--- What you should do ---
Convert the records below into a Markdown table with the columns Row and Line, covering only the lines from the one containing "Given the photograph above, the pointer locates the grey" up to and including the final line of the records. Number each row and leave out blank lines.

--- Records for the exercise ---
---

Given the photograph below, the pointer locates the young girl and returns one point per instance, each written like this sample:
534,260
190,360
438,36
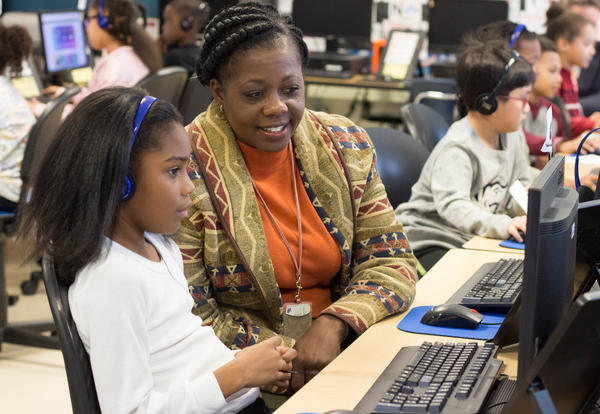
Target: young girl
463,188
16,118
101,207
130,54
574,36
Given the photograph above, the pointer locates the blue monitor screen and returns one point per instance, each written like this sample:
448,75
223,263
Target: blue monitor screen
63,39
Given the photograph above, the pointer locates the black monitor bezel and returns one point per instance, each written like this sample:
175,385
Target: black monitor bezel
435,46
43,41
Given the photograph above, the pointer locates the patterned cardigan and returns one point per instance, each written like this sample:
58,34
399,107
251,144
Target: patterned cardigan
239,297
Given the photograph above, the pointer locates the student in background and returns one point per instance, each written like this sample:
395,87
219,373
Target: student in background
182,20
463,187
131,54
107,228
16,118
589,78
574,36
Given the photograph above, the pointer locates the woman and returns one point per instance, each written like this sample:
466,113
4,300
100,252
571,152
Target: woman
16,118
274,224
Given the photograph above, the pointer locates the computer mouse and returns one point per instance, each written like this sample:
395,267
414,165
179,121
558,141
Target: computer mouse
512,238
452,316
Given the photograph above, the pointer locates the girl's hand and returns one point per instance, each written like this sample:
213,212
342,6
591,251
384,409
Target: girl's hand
518,223
265,363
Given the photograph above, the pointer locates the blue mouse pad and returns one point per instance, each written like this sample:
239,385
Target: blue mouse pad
412,323
512,245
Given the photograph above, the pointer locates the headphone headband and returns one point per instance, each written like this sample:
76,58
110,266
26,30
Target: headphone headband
513,38
145,104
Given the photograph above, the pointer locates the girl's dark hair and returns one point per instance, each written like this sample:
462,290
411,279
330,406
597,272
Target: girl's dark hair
240,28
122,18
15,46
502,30
547,45
78,189
480,68
563,24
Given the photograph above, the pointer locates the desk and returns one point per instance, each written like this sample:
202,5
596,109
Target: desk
343,383
358,81
489,245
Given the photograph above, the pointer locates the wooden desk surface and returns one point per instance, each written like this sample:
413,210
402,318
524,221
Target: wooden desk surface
489,245
344,382
361,81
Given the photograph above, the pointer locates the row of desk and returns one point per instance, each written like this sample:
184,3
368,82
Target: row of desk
343,383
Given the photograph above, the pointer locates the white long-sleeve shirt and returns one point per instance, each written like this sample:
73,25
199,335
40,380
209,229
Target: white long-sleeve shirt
149,353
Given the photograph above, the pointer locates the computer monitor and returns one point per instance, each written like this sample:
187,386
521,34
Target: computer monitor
445,33
549,266
342,22
63,40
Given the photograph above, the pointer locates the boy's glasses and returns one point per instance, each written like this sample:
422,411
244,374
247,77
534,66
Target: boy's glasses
524,101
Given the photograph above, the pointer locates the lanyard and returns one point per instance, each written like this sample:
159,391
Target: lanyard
297,263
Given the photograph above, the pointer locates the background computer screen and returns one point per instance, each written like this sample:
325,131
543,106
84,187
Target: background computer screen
549,267
349,19
449,20
63,41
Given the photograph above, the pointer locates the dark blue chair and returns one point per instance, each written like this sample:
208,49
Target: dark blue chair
400,159
424,124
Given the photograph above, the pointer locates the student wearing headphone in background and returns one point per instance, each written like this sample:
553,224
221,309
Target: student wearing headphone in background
130,54
182,20
464,186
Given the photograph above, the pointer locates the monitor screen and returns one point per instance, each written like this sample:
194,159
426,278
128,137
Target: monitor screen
63,40
445,35
549,266
349,19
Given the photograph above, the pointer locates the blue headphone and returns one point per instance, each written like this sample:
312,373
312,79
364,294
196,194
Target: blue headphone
513,38
145,104
102,19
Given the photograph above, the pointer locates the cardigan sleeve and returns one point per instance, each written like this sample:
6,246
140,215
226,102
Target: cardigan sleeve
383,268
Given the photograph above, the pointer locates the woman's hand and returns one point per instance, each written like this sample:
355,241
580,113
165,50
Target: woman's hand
319,345
518,223
264,363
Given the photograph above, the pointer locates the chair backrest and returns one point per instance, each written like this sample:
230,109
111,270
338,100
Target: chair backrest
41,135
82,389
400,159
437,93
166,84
195,99
424,124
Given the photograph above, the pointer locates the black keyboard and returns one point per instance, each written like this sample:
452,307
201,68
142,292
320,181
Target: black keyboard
434,378
493,288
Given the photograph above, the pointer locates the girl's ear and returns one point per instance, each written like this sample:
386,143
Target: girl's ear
217,90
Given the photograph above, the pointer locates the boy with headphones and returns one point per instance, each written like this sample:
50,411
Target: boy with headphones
463,189
182,20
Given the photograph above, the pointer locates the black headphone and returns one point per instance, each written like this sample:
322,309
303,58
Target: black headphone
487,103
187,23
130,184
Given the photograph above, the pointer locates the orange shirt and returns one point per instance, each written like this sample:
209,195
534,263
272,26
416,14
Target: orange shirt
321,257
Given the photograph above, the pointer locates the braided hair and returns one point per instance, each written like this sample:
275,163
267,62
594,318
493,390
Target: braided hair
243,27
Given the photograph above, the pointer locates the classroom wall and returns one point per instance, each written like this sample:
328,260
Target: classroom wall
35,5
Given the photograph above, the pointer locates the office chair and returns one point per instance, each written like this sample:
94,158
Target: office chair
424,124
437,93
166,84
40,136
400,159
82,389
195,99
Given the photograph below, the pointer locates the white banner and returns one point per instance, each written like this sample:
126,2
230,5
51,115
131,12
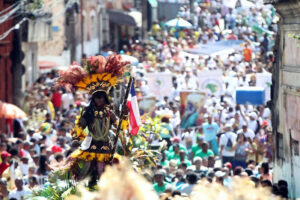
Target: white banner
265,80
211,82
159,84
229,3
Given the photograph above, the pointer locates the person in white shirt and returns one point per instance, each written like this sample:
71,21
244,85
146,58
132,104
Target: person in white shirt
248,133
67,99
21,192
227,141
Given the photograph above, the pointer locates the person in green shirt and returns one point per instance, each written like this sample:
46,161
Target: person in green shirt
205,152
183,159
164,161
167,131
175,154
176,140
159,183
197,146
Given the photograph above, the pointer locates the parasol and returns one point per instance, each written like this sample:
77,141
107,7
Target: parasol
10,111
179,23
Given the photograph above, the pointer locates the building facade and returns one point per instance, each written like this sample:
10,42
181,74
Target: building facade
286,97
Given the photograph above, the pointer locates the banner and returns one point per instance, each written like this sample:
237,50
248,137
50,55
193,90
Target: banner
191,108
265,80
147,106
230,3
159,84
211,82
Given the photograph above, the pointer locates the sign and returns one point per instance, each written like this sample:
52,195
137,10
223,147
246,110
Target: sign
211,82
265,80
191,108
159,84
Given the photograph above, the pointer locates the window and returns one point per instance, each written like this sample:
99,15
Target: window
279,146
296,147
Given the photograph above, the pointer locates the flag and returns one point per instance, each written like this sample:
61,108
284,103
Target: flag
134,114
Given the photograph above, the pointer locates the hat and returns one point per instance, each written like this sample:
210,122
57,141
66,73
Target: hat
160,172
197,158
228,165
220,174
253,115
228,126
5,154
176,139
27,143
37,136
56,149
264,123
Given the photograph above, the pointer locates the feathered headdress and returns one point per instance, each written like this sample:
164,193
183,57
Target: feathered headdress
96,74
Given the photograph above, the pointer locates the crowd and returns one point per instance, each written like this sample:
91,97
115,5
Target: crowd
228,140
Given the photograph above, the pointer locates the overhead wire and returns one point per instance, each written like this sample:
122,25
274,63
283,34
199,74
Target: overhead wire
8,8
10,13
16,26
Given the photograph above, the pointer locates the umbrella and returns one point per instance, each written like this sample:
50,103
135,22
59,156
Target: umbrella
10,111
133,60
179,23
47,64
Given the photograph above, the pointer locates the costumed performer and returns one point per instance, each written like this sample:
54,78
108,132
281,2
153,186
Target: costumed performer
92,127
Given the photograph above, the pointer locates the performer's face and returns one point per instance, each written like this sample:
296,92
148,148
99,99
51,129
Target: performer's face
99,101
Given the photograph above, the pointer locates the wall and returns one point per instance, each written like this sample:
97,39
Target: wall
6,90
286,98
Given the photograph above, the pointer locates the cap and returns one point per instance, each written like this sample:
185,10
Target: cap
220,174
160,172
228,165
253,115
5,154
37,136
56,149
176,139
264,123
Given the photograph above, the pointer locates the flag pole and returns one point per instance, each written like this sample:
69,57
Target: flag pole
131,80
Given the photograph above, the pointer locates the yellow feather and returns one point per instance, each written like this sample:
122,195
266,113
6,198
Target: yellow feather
87,80
113,81
81,84
107,77
94,78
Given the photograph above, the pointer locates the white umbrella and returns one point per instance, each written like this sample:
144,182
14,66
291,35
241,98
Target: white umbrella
131,59
179,23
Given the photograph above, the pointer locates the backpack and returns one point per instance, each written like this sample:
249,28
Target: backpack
229,144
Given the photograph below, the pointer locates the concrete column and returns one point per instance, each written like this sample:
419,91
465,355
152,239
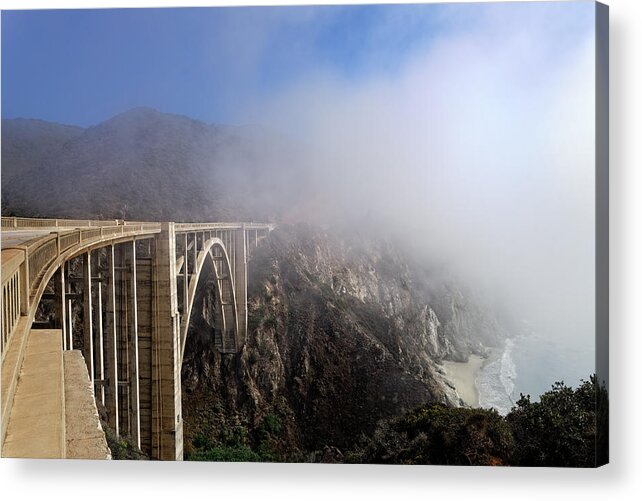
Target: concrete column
145,314
111,343
60,308
167,419
133,350
100,342
88,311
240,283
185,275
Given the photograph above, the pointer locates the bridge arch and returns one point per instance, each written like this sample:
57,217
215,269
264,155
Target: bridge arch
214,253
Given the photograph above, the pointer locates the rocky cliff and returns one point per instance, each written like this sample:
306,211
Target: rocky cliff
344,330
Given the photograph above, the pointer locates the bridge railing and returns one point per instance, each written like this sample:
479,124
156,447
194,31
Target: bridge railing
32,222
24,266
10,299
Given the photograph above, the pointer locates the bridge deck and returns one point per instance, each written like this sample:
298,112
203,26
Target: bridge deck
37,423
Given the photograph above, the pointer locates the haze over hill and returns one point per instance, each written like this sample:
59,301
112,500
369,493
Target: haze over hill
147,165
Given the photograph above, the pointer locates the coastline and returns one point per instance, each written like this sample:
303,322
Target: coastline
463,375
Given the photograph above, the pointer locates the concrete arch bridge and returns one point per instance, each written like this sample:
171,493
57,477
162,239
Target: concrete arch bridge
135,283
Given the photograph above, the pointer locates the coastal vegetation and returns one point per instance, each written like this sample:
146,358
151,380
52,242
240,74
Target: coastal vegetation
561,429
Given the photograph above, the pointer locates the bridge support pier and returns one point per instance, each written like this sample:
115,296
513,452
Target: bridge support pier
167,419
240,282
111,345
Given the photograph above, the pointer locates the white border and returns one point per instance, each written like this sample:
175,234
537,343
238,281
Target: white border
48,480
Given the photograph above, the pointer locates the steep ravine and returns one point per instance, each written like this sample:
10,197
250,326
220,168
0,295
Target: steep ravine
344,330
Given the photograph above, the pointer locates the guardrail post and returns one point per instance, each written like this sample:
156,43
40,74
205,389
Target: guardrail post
25,286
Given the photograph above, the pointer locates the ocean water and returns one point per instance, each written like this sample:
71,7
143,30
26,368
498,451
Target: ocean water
530,363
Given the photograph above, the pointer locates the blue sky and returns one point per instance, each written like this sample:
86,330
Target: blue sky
471,125
83,66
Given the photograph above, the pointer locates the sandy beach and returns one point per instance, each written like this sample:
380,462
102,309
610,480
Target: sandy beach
462,375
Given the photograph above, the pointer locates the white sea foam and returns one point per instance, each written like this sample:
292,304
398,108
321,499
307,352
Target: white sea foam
496,381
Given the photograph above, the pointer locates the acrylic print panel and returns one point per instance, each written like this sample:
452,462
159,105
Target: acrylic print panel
345,234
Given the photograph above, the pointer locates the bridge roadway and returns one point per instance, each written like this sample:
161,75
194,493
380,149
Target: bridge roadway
19,237
132,285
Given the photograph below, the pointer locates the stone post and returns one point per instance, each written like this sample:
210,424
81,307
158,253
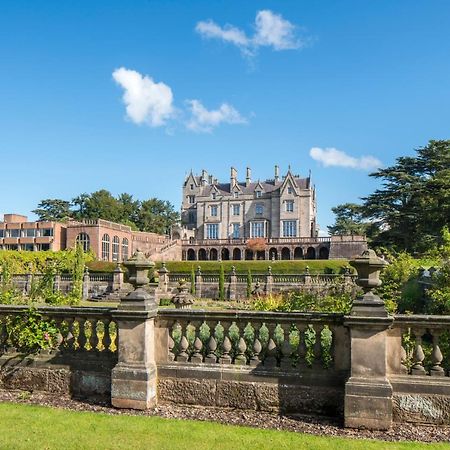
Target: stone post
368,392
163,275
29,282
117,278
269,281
86,283
133,379
232,291
198,282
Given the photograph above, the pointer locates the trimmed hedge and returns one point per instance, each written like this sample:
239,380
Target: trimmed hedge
279,267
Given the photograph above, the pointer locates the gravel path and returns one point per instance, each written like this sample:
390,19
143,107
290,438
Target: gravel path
302,424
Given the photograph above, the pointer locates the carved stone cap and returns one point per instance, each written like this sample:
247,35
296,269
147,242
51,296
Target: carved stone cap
138,266
368,266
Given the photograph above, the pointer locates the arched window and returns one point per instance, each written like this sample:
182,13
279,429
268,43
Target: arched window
105,247
116,245
124,249
84,241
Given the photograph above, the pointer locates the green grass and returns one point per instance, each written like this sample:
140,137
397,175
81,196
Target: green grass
282,267
38,427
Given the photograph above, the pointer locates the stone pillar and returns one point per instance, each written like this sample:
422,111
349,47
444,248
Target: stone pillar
368,392
29,282
133,379
232,290
163,275
86,283
117,278
269,281
198,282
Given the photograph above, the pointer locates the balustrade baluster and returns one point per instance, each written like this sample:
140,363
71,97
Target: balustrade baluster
69,340
317,348
106,341
82,339
417,368
271,350
436,356
226,346
183,355
197,356
93,338
286,348
255,360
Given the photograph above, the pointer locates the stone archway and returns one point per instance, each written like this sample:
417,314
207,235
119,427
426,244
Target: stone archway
273,254
213,254
311,253
298,253
285,253
324,253
225,254
191,254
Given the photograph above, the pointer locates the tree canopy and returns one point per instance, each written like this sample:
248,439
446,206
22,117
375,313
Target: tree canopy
152,215
410,209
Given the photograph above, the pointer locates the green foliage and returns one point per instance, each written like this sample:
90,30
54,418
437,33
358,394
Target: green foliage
29,332
249,283
413,205
242,267
348,220
304,302
221,283
192,281
53,210
78,273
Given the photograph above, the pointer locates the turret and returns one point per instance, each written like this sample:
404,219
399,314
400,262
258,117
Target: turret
248,178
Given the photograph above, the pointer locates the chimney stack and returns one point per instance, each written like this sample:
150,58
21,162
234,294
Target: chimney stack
233,177
248,178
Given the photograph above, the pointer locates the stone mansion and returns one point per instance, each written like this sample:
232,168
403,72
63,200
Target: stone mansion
220,220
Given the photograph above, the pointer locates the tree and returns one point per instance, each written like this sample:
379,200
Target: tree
53,210
348,220
413,205
156,216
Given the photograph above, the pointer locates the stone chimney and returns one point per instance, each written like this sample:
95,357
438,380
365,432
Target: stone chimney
233,177
248,178
204,180
277,174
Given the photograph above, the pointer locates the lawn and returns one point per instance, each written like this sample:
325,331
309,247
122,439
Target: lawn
38,427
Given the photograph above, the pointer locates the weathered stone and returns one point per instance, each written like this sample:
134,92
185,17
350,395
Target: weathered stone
234,394
417,408
187,391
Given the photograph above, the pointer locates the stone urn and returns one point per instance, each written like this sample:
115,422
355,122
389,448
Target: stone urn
368,266
183,299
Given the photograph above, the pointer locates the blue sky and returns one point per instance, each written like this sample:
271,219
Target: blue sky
368,78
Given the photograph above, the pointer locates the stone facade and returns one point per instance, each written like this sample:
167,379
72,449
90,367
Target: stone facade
220,220
109,241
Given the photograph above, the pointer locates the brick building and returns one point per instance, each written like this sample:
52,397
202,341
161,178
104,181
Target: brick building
220,219
109,241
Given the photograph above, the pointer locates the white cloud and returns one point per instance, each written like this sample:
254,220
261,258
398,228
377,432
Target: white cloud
333,157
203,120
271,30
146,101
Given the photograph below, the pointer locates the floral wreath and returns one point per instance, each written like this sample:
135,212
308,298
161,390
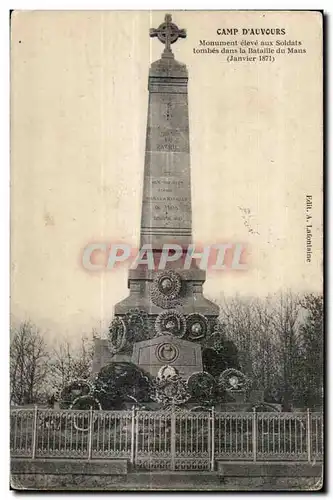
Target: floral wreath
117,329
171,391
173,316
202,380
165,289
232,380
200,322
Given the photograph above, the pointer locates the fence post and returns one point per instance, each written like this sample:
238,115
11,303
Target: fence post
133,435
254,434
212,464
91,426
308,434
34,433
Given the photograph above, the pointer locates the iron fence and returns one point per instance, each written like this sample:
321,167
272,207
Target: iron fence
169,439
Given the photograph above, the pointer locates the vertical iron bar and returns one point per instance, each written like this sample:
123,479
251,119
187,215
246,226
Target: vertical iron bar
254,435
136,438
212,463
308,433
91,423
34,435
133,435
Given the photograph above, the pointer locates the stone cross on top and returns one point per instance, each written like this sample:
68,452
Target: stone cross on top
168,33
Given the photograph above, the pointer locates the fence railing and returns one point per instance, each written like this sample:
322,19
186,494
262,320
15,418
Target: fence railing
170,439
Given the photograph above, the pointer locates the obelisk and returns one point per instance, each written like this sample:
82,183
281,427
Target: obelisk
170,301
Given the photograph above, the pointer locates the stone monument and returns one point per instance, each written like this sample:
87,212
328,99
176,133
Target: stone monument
161,324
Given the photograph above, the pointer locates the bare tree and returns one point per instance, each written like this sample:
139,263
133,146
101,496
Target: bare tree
70,362
28,364
286,321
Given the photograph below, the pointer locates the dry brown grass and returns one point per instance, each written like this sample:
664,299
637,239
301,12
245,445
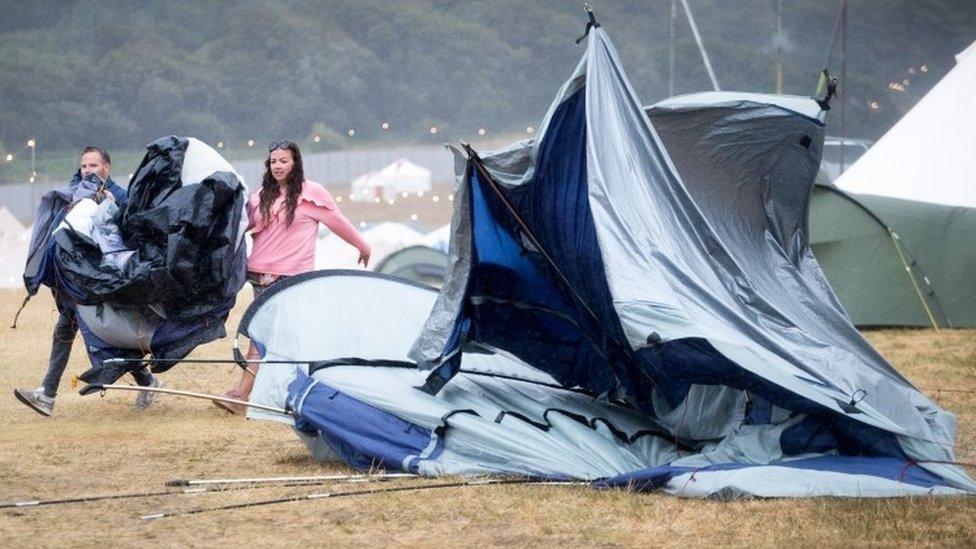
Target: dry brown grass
99,445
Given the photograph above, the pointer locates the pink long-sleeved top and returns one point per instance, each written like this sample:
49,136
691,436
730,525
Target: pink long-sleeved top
280,249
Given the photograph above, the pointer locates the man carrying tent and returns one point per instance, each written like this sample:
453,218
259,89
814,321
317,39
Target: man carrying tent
93,178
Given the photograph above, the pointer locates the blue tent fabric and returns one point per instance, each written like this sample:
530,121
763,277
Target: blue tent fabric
602,324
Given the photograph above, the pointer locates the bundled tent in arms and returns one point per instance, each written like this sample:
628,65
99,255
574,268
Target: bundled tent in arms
159,276
604,319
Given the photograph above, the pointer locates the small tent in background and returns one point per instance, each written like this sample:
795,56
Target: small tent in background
930,154
14,241
438,238
399,177
417,263
331,252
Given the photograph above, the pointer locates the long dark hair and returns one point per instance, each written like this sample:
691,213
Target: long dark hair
270,189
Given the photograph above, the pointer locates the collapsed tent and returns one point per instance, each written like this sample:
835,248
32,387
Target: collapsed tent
417,263
697,339
876,252
927,156
159,276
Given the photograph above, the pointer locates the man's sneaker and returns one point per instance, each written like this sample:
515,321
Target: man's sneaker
36,400
147,398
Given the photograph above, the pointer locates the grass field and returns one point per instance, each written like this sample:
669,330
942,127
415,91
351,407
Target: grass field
98,445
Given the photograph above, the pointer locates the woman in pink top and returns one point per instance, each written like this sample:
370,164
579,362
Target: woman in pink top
284,220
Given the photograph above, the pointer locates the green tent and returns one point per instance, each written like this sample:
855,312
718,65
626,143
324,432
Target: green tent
416,263
895,262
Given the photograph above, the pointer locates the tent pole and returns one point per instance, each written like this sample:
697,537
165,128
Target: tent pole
92,388
908,270
701,45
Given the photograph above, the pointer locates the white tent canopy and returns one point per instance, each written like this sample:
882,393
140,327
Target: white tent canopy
400,176
928,155
14,240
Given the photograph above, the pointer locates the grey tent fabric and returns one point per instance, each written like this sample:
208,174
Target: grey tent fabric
737,273
895,262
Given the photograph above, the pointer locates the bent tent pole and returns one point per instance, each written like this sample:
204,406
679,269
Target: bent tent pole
102,388
325,495
189,489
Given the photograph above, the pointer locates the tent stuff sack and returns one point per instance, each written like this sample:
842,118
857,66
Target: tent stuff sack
158,276
597,322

---

--- Written solution ---
| Row | Line |
|---|---|
| 1 | Given the photograph above, the pointer locates the grey tent fabric and returns one point per instance, each written like this sample: |
| 2 | 208,174 |
| 3 | Target: grey tent fabric |
| 4 | 737,273 |
| 5 | 895,262 |
| 6 | Given the photograph above, the pointer locates the bent tent pole and returns one point per instance, each written like this sample: |
| 7 | 204,406 |
| 8 | 679,269 |
| 9 | Target: bent tent pole |
| 10 | 102,388 |
| 11 | 325,495 |
| 12 | 189,489 |
| 13 | Given the photograph above, the pointer locates the tent stuff sack and returns one point per instance, each written like this sample: |
| 14 | 842,118 |
| 15 | 857,66 |
| 16 | Target: tent stuff sack |
| 17 | 158,276 |
| 18 | 597,322 |